Exercice court 1
Réécrivez sous forme de tableau Markdown les lignes de la liste, en commençant par la ligne qui contient « Crop-scouting request: mark the electrical » et en allant jusqu'à la fin de la liste, avec une colonne « Numéro » pour le rang de chaque ligne et une colonne « Ligne » pour son texte. Omettez les lignes vides.

Extrait du texte

<<<<

Les autorités sont confrontées à un triple défi. Elles doivent aménager et planifier pour rationaliser le développement urbain ; remédier au déficit de logements tout en résorbant l’habitat précaire ; et, enfin, mettre en œuvre une politique d’embellissement du cadre de vie en donnant une nouvelle jeunesse à un patrimoine architectural complètement décrépit.

L’État a donné l’exemple en rénovant le foncier qui lui appartient. Mais beaucoup d’immeubles du parc privé s’abîment toujours dans la poussière en raison de conflits d’héritage sans fin entre les ayants droit. En atteignant des sommets, la valeur des terrains du centre-ville aiguise les rivalités. Et la tentation de construire en hauteur est fortement réfrénée par la municipalité, qui délivre les permis au compte-gouttes pour les bâtiments de plus de dix étages dans l’espoir de préserver le cachet unique de Djibouti.

Des villas gigantesques, cachées derrière de hauts murs en béton, attendent encore leurs occupants

Elle a moins de scrupules en périphérie. De nouvelles zones résidentielles sont sorties de terre comme des champignons après la pluie pendant la dernière décennie. Haramous s’est par exemple recouvert en quelques années d’ensembles résidentiels aussi confortables qu’impersonnels. Des villas gigantesques, cachées derrière de hauts murs en béton, attendent encore leurs occupants. Les équipements publics sont inexistants le long des larges avenues tirées au cordeau et abruties de chaleur faute d’une quelconque verdure. « L’embellissement de la ville est pourtant une obligation si l’objectif est d’en faire un centre touristique, estime un professionnel. Dans les années 1980, avant l’émergence de Dubaï, Djibouti drainait une clientèle importante provenant des pays limitrophes. Pour faire revenir les gens, et surtout développer le tourisme d’affaires, il faut aménager des promenades, créer des espaces verts. »

>>>>

Extraits de liste
<<<<

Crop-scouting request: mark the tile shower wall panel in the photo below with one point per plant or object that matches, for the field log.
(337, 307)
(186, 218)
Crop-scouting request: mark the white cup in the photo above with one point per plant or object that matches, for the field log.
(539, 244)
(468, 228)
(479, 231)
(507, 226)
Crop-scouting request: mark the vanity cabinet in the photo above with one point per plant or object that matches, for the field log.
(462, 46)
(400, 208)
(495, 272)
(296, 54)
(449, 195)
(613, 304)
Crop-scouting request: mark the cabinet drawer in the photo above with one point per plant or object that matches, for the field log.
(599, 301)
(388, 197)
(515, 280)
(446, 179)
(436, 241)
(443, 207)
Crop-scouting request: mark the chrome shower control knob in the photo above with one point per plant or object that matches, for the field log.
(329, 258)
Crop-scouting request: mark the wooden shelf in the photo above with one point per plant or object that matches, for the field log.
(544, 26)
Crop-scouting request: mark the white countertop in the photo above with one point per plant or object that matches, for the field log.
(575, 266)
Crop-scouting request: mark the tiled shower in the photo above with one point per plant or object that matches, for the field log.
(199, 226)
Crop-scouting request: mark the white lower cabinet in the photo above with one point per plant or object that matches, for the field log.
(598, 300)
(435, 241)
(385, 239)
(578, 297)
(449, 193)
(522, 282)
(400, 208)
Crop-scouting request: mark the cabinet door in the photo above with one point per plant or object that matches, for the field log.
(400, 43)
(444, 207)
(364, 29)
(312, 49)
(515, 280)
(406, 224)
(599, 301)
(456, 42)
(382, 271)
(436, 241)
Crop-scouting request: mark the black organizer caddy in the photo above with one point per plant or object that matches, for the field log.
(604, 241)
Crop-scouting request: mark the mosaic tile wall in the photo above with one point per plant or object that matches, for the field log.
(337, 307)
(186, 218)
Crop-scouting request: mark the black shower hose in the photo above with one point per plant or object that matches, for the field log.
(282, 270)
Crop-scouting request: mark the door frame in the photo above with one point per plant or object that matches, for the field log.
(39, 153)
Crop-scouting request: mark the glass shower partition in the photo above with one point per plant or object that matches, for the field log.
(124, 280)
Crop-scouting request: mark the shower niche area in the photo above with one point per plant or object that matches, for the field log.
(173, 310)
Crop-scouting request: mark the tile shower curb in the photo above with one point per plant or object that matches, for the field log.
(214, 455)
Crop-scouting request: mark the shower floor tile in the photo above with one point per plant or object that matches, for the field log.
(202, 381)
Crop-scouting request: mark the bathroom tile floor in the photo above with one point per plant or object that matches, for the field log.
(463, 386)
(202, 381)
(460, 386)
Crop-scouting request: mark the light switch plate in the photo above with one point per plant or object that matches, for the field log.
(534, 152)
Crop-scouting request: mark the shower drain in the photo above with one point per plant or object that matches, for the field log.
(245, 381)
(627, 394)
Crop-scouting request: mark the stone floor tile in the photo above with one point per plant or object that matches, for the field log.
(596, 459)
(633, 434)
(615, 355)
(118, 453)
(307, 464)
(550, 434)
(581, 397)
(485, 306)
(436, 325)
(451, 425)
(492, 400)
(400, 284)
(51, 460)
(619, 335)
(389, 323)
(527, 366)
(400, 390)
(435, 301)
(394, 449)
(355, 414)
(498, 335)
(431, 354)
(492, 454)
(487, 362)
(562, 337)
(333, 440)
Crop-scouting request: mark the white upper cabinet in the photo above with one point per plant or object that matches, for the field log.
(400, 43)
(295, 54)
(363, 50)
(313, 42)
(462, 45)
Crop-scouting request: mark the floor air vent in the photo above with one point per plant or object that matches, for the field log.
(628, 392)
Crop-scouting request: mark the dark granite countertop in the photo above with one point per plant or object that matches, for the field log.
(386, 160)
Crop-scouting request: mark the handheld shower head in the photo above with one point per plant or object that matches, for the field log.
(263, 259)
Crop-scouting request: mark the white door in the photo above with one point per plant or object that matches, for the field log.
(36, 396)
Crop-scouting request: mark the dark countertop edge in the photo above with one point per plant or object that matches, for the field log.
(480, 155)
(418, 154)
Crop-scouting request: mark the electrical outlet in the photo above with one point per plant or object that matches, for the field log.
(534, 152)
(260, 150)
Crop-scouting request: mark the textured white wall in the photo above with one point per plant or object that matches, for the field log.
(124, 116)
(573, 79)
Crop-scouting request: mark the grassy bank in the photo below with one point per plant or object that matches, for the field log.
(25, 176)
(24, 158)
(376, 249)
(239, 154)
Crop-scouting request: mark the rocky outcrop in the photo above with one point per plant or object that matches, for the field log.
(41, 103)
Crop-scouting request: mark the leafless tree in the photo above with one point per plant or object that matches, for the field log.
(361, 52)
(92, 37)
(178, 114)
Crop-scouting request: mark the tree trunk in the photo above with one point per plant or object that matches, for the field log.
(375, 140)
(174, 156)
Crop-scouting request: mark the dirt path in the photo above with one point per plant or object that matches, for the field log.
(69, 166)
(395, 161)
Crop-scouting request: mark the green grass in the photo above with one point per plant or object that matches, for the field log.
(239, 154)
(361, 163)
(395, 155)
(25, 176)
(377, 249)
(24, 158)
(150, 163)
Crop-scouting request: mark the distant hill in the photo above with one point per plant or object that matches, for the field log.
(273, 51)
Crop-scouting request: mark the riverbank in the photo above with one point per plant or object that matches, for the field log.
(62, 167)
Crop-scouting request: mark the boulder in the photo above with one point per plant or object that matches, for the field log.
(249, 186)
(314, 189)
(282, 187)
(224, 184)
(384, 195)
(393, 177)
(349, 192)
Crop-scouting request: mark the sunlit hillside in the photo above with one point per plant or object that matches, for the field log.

>>>>

Exercice court 2
Recopiez fidèlement le passage du texte sur l'urbanisme à Djibouti, en commençant par « L’État a donné » et en allant jusqu'à « unique de Djibouti. ».

Solution proposée 1
| Numéro | Ligne |
|---|---|
| 1 | Crop-scouting request: mark the electrical outlet in the photo above with one point per plant or object that matches, for the field log. |
| 2 | (534, 152) |
| 3 | (260, 150) |
| 4 | Crop-scouting request: mark the textured white wall in the photo above with one point per plant or object that matches, for the field log. |
| 5 | (124, 116) |
| 6 | (573, 79) |
| 7 | Crop-scouting request: mark the grassy bank in the photo below with one point per plant or object that matches, for the field log. |
| 8 | (25, 176) |
| 9 | (24, 158) |
| 10 | (376, 249) |
| 11 | (239, 154) |
| 12 | Crop-scouting request: mark the rocky outcrop in the photo above with one point per plant or object that matches, for the field log. |
| 13 | (41, 103) |
| 14 | Crop-scouting request: mark the leafless tree in the photo above with one point per plant or object that matches, for the field log. |
| 15 | (361, 52) |
| 16 | (92, 37) |
| 17 | (178, 114) |
| 18 | Crop-scouting request: mark the tree trunk in the photo above with one point per plant or object that matches, for the field log. |
| 19 | (375, 140) |
| 20 | (174, 156) |
| 21 | Crop-scouting request: mark the dirt path in the photo above with one point per plant or object that matches, for the field log. |
| 22 | (69, 166) |
| 23 | (395, 161) |
| 24 | Crop-scouting request: mark the green grass in the photo above with one point per plant or object that matches, for the field log. |
| 25 | (239, 154) |
| 26 | (361, 163) |
| 27 | (395, 155) |
| 28 | (25, 176) |
| 29 | (377, 249) |
| 30 | (24, 158) |
| 31 | (150, 163) |
| 32 | Crop-scouting request: mark the distant hill in the photo above with one point per plant or object that matches, for the field log. |
| 33 | (273, 51) |
| 34 | Crop-scouting request: mark the riverbank in the photo above with one point per plant or object that matches, for the field log. |
| 35 | (62, 167) |
| 36 | Crop-scouting request: mark the boulder in the photo above with one point per plant or object that matches, for the field log. |
| 37 | (249, 186) |
| 38 | (314, 189) |
| 39 | (282, 187) |
| 40 | (224, 184) |
| 41 | (384, 195) |
| 42 | (393, 177) |
| 43 | (349, 192) |
| 44 | Crop-scouting request: mark the sunlit hillside in the photo above with one point per plant or object that matches, for the field log. |

Solution proposée 2
L’État a donné l’exemple en rénovant le foncier qui lui appartient. Mais beaucoup d’immeubles du parc privé s’abîment toujours dans la poussière en raison de conflits d’héritage sans fin entre les ayants droit. En atteignant des sommets, la valeur des terrains du centre-ville aiguise les rivalités. Et la tentation de construire en hauteur est fortement réfrénée par la municipalité, qui délivre les permis au compte-gouttes pour les bâtiments de plus de dix étages dans l’espoir de préserver le cachet unique de Djibouti.